** Opening SELECTED TEXT block **

Tension in axons is essential for synaptic signaling, researchers report

Champaign, IL | Posted on July 20th, 2009

Without this tension, the researchers found, the vesicles that must haul their chemical cargo to the synapse for neuronal signaling would instead disperse.

The new findings appear this week in the Proceedings of the National Academy of Sciences.

"There is no controversy here," said University of Illinois mechanical science and engineering professor Taher Saif, who conducted the study with biology professor Akira Chiba, now at the University of Miami. Chiba's former doctoral student Scott Siechen and Saif's former doctoral student Shengyuan Yang also contributed significantly to the study. "We're not saying that you don't need chemical or electrical signals for the neurons to fire. All we're saying is that you also need tension in the axons."

The discovery was made almost by accident, Saif said. In a study of fruit fly embryos, Siechen wanted to know whether severing the growing end of an axon would prevent it from reaching its target, a nearby muscle cell.

** Closing SELECTED TEXT block **
** Opening STUDY MATERIAL block **

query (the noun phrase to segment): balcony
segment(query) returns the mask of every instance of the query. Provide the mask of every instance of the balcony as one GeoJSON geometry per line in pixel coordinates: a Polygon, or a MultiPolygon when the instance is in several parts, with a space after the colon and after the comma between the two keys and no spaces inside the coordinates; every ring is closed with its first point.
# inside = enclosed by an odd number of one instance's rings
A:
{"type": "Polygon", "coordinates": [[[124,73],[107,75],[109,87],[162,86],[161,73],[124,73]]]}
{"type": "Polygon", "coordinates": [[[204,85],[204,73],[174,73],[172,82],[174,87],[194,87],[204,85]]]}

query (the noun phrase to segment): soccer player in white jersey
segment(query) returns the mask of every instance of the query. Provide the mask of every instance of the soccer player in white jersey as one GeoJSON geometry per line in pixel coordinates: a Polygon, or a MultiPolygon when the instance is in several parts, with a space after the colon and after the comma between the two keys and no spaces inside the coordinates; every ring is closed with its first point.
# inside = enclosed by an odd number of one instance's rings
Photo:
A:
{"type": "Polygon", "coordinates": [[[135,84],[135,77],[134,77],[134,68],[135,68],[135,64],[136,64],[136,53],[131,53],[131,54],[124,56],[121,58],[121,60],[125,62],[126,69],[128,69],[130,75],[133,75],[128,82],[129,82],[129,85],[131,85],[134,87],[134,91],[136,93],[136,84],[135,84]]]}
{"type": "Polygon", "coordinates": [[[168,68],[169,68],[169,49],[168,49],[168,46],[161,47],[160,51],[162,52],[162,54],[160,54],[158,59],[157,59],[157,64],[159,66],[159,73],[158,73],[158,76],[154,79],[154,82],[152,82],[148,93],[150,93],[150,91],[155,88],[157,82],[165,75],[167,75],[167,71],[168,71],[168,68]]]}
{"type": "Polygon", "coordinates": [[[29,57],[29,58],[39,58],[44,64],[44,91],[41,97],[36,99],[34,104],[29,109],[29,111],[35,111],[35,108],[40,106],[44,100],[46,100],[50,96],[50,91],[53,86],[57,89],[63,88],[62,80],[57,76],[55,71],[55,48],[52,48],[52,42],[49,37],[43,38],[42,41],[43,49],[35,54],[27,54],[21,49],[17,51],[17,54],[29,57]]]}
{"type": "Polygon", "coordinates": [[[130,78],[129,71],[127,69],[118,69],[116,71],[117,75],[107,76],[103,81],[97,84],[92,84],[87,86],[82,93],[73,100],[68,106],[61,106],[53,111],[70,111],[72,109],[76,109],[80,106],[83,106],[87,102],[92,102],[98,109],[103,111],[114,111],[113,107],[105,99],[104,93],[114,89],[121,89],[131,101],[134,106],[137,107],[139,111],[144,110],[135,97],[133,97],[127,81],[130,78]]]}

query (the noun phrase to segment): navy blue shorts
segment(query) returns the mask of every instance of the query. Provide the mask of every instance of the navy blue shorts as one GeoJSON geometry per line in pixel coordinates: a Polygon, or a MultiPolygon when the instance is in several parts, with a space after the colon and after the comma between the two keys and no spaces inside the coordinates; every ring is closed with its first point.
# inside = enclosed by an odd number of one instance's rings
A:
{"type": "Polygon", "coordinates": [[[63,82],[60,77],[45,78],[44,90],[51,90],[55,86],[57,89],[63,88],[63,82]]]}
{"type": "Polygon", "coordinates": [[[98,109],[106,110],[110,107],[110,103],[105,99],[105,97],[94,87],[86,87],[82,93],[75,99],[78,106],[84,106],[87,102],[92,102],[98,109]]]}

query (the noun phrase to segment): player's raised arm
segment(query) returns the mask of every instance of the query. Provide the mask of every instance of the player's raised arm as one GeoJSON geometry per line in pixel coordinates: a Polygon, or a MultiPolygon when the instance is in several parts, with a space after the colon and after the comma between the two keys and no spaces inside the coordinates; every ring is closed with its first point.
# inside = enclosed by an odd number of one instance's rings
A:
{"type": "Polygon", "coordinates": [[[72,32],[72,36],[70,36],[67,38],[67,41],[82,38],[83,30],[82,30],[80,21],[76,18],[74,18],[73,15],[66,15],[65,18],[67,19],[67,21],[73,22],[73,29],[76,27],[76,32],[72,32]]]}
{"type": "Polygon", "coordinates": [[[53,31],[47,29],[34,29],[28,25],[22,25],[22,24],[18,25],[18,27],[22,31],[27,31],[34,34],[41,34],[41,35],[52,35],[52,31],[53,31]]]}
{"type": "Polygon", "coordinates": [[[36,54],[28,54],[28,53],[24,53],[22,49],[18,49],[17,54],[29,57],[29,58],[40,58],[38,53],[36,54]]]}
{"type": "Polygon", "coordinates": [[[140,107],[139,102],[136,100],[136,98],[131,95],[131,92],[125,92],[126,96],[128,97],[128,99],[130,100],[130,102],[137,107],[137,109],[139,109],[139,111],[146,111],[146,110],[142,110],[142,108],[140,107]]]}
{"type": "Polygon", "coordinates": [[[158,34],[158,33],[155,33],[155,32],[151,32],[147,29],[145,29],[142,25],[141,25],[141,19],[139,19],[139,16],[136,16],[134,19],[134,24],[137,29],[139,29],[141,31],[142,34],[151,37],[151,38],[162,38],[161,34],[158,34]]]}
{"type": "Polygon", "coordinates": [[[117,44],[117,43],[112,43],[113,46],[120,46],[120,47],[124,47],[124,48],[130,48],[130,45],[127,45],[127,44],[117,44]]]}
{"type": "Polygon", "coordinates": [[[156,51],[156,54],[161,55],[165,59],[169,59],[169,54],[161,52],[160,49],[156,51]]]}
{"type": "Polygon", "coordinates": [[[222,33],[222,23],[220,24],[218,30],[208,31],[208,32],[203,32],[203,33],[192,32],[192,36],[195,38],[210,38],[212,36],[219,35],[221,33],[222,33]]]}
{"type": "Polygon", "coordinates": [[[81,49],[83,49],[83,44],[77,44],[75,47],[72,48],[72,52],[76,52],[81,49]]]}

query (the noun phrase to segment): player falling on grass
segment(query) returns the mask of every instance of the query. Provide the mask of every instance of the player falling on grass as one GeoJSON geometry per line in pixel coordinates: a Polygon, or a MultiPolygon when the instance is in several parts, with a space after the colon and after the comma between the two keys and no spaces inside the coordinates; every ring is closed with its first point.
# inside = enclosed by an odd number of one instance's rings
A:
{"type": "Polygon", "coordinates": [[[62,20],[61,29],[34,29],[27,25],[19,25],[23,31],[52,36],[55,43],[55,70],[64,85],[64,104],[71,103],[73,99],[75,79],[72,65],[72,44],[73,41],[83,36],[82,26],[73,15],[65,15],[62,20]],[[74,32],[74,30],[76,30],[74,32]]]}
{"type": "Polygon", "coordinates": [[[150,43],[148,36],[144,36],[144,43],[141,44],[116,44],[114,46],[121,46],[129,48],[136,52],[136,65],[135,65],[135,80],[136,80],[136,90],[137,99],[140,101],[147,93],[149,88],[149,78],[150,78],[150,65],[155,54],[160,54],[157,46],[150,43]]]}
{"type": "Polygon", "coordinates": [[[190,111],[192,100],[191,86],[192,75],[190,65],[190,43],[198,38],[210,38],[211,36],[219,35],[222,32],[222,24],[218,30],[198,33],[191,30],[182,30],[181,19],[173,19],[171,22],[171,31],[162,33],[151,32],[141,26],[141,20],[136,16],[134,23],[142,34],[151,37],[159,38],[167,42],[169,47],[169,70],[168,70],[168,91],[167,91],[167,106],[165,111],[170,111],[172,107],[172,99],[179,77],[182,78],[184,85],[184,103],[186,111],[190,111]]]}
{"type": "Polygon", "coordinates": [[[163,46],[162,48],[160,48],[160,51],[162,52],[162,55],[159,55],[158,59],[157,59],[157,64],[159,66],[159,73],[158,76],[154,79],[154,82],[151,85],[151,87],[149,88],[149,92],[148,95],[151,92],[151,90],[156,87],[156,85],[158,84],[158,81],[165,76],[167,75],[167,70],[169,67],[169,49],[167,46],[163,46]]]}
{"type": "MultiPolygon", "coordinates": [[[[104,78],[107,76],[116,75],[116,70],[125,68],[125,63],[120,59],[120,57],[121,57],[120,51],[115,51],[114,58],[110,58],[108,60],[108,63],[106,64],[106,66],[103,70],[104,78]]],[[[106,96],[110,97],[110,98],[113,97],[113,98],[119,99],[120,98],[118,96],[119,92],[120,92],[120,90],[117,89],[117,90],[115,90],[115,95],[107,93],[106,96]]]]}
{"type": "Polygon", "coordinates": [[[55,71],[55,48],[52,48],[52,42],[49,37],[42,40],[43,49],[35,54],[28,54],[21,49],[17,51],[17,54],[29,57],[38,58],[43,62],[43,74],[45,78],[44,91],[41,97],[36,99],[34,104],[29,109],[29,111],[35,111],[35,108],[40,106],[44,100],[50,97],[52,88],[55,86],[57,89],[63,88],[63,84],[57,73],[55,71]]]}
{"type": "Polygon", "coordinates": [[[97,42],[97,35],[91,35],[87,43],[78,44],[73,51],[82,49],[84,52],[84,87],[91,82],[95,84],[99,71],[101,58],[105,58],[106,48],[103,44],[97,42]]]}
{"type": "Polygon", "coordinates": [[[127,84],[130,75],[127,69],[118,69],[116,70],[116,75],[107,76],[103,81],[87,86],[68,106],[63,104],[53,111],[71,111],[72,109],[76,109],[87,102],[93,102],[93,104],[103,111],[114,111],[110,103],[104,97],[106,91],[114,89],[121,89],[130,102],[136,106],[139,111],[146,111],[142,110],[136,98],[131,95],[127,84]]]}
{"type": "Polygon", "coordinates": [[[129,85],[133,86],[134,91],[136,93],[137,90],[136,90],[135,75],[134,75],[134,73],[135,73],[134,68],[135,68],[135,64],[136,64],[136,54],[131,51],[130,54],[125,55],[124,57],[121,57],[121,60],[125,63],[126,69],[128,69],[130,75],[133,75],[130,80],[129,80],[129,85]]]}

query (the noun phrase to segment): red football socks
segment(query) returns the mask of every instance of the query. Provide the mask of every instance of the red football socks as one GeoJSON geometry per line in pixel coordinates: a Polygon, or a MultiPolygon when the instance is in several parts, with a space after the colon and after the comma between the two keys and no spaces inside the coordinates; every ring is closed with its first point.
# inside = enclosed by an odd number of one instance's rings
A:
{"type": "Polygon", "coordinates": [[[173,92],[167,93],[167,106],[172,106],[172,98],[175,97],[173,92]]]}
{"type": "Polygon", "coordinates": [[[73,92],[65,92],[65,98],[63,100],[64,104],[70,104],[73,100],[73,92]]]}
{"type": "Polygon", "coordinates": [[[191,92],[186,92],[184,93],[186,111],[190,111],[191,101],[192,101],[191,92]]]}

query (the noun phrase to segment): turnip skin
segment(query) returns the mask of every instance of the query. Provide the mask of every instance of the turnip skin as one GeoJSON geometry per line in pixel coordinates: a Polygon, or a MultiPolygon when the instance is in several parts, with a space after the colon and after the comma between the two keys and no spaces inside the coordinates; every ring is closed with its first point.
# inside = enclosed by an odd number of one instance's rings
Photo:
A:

** Closing STUDY MATERIAL block **

ASSIGNMENT → Please output the full article on axon tension and synaptic signaling from above, reproducing every line word for word.

TASK RESULT →
Tension in axons is essential for synaptic signaling, researchers report

Champaign, IL | Posted on July 20th, 2009

Without this tension, the researchers found, the vesicles that must haul their chemical cargo to the synapse for neuronal signaling would instead disperse.

The new findings appear this week in the Proceedings of the National Academy of Sciences.

"There is no controversy here," said University of Illinois mechanical science and engineering professor Taher Saif, who conducted the study with biology professor Akira Chiba, now at the University of Miami. Chiba's former doctoral student Scott Siechen and Saif's former doctoral student Shengyuan Yang also contributed significantly to the study. "We're not saying that you don't need chemical or electrical signals for the neurons to fire. All we're saying is that you also need tension in the axons."

The discovery was made almost by accident, Saif said. In a study of fruit fly embryos, Siechen wanted to know whether severing the growing end of an axon would prevent it from reaching its target, a nearby muscle cell.